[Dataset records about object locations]

++++++++++++++++++++

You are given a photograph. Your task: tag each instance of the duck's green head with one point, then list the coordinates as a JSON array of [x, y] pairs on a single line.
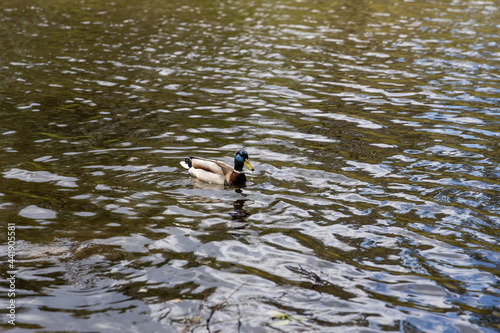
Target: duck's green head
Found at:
[[240, 160]]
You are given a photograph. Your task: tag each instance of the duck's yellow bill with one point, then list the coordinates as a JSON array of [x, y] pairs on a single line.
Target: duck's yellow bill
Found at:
[[248, 165]]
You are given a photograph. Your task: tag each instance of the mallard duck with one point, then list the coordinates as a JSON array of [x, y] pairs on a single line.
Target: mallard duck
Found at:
[[217, 172]]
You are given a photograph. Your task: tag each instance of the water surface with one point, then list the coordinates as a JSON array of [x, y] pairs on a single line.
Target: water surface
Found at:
[[372, 125]]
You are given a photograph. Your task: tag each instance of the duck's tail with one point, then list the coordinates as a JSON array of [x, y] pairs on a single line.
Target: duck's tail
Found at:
[[187, 163]]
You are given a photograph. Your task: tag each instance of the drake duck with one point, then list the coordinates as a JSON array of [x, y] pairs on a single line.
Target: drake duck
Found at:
[[217, 172]]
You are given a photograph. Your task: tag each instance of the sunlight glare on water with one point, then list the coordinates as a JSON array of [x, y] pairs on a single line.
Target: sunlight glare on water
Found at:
[[372, 127]]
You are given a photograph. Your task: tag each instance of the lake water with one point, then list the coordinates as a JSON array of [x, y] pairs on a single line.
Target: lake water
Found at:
[[373, 127]]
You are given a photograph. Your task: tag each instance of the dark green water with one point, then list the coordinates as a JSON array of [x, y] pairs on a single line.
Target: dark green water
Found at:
[[373, 127]]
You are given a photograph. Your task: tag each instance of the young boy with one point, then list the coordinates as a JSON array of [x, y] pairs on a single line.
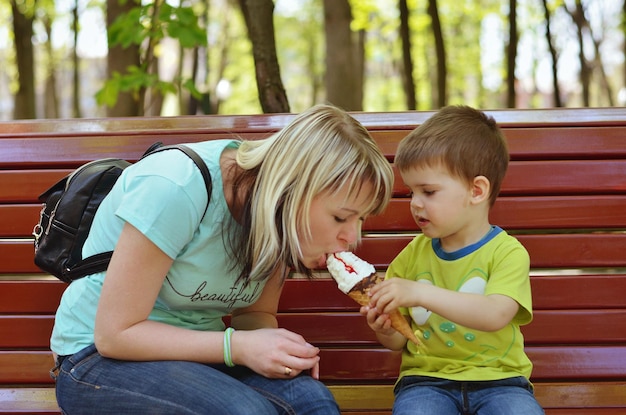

++++++++++++++++++++

» Request: Which lines of the data above contain the word "yellow"? Extract each of them in full.

» Result for this task:
You are given a photograph. Your task: tag each instance of the duck's yellow bill with one point, then list the coordinates as a JSON array of [x, y] pairs on a single line.
Target: duck's yellow bill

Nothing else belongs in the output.